**Tarefa proposta 1:**
Segundo a crítica sobre o documentário a respeito de Cid Moreira, quem dirigiu o filme?
**Tarefa proposta 2:**
Dê continuidade à crítica do documentário sobre Cid Moreira, começando logo após a última frase apresentada.

**Texto de leitura:**
★ ★ ★ ★ ★ ★ ★

Cid Moreira é uma lenda vida da televisão brasileira. Ele narra a própria história, descontruindo mitos, trazendo à tona episódios pessoal e coletivamente determinantes, transitando conosco por um labirinto de memórias.

Crítica

A diretora Clarice Saliby encontra um tom singular para seu retrato sobre Cid Moreira. Diante de um homem de fala solene e porte sisudo, ela evita uma narrativa convencional, do tipo que resgataria os primeiros passos, a ascensão no jornalismo, a consagração etc. O roteiro está pouco interessado na cronologia dos fatos, deixando que seu personagem evoque, como anedotas, os eventos que julgar necessários. As poucas fotografias de arquivo são apresentadas em mãos pelo apresentador, ao invés de incorporadas à edição para melhor visualização do público. O filme se concentra no tempo presente, ou seja, no momento em que Cid Moreira possui mais de 90 anos. Sem qualquer vaidade, ele circula pela casa com uma camiseta velha, satiriza a si mesmo ao conversar com a Siri dos telefones celulares, pergunta à cineasta se ela está contente com sua narração, ou se ele deveria tentar mais uma vez. Há uma quantidade expressiva de humor, seja pela despretensão com que o protagonista comenta sua jornada, seja pela decisão da cineasta em não provocar zonas de conflito. Percebe-se a tentativa de desvestir a imagem do homem-reportagem, introduzindo outra, a do senhor idoso que usa termos chulos e ri de suas locuções passadas.

O documentário sabe usar a seu favor a voz icônica do personagem. Ao invés de limitá-lo à condição de objeto de estudo, faz questão de incorporá-lo à criação, permitindo que dirija narração de sua própria vida. Boa Noite (2019) torna-se uma experiência metalinguística, e também um filme-processo: vemos o texto escrito para a leitura de Cid Moreira (sobre o próprio Cid Moreira), além das diversas versões gravadas pelo mesmo. Ele reencena trechos de sua vida (o dia em que ficou preso dentro de uma sauna), assiste ao material bruto diante da diretora e questiona o uso do som, da trilha sonora, dos efeitos. Ironicamente, boa parte do filme se situa no encontro do homem nonagenário com a tecnologia atual: ele revela seu conhecimento em manipulação sonora, ou ainda a possibilidade de gravar sua voz e reescutá-la imediatamente depois. A questão da passagem do tempo, e da evolução desta profissão, é muito bem representada pela transposição do homem conhecido na televisão ao cinema digital contemporâneo. Dotado de apurado senso crítico em relação à sua voz, mas não à sua imagem, ele contribui a efetuar uma cisão estética frutífera, e novamente cômica, entre o despojamento total da imagem (o corpo idoso na sauna, a cena no cabeleireiro) e a busca de precisão quanto ao som.

★ ★ ★ ★ ★ ★ ★

**Dados fornecidos:**
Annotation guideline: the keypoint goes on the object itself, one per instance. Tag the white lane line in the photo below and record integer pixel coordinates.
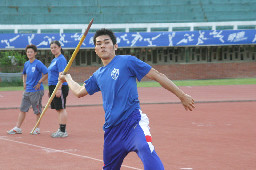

★ ★ ★ ★ ★ ★ ★

**Resposta esperada 1:**
Clarice Saliby.

**Resposta esperada 2:**
A excelente montagem de Eva Randolph e Yan Motta contribui a este olhar ao mesmo tempo fraterno e nada idealizado. A junção de cenas díspares provoca comicidade: um telejornal antigo em que o apresentador anuncia a meteorologia adversa é combinado com a filmagem atual de um dia chuvoso; uma leitura afetada da Bíblia é sobreposta ao jogo de carteado com a esposa e um amigo. Mistura-se alegremente o sagrado e o profano, a representação e a realidade, o passado e o presente. No entanto, os montadores sabem quando é necessário se ater à gravidade dos fatos. O direito de resposta de Leonel Brizola após o violento editorial do Jornal Nacional é reproduzido na íntegra, para que o espectador também testemunhe este momento da história a respeito da manipulação das mídias, pela voz de Cid Moreira. O rosto levemente perturbado do apresentador, quando é informado em plena gravação sobre o falecimento da mãe, também adquire um tempo extenso, contemplativo. O projeto se permite rir com Cid Moreira, personagem do imaginário brasileiro, mas jamais ri de Cid Moreira. Afinal, o despojamento soa orgânico: ao invés de uma construção forçada da diretora, é o apresentador quem se demonstra visivelmente confortável com a presença da câmera em sua casa.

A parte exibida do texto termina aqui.